(EXCERPTED PASSAGE begins)

A forest pest that bedevils Maine residents and tourists with hairs that cause an itchy rash appears to be spreading due to warming temperatures. This is according to a group of scientists.
The browntail moth is a scourge in America’s most forested state. There it defoliates trees and causes a rash in humans that resembles poison ivy. The hairs of the caterpillars were the subject of an outbreak in the state for about seven years. It can also cause respiratory trouble.
The growth and spread of the moth are tied to increasingly warm weather. Scientists wrote recently in the journal Environmental Entomology. Climate trends suggest upcoming years could be even worse.
Warmer fall temperatures are especially beneficial to the pesky bugs. It allows them to get fatter before they hibernate for the winter.
The browntail moth is native to Europe and neighboring countries in Asia and Africa. It was accidentally introduced in Massachusetts in the late 19th century. It is now found in coastal Maine and Cape Cod, Massachusetts.

(EXCERPTED PASSAGE ends)

▶ **WHAT THE TASK REQUIRES**:
Please continue the browntail moth article above from its last sentence, keeping its plain news style.

(DATA SUPPLIED begins)

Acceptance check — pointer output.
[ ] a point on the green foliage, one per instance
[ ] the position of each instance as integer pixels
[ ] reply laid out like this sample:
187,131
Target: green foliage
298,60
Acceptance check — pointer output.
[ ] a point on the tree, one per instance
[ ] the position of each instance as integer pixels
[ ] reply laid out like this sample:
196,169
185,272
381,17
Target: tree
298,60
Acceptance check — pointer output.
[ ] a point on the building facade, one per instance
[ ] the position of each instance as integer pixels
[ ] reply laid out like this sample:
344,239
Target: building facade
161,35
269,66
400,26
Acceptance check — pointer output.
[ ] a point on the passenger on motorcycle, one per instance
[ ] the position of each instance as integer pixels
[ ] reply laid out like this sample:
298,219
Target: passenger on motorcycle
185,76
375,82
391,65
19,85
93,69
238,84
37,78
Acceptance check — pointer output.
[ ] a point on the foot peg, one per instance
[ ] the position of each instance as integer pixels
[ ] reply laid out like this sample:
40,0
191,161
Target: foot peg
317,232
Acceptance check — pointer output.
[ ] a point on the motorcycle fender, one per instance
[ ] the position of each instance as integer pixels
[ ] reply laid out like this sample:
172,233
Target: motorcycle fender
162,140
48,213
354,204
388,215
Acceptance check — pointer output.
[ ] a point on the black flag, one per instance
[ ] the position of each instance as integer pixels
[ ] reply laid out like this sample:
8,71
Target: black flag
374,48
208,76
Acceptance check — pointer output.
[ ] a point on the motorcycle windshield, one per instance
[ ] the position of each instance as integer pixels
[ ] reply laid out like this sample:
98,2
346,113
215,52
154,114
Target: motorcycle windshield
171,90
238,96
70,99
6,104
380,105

(DATA SUPPLIED ends)

▶ **RESPONSE**:
The population of the moths has ebbed and flowed in the decades since it first arrived in Maine in 1904. But the outbreak has been steadily worsening in Maine in recent years. Entomologists said last year was the worst year for browntail moth infestations in state history. The bugs have been growing in both number and territory. The Maine Forest Service said they’ve spread into northern and western areas of the state in the last two years.
It’s another example of how climate change can aggravate pest problems and jeopardize human health. Climate change has already exacerbated problems with disease-causing pests such as mosquitoes and ticks. Maine communities have tried numerous strategies to try to slow the spread of the moth. It includes informing residents about how to safely remove their nests. The Maine Legislature is considering creating a special grant fund to pay for mitigation measures.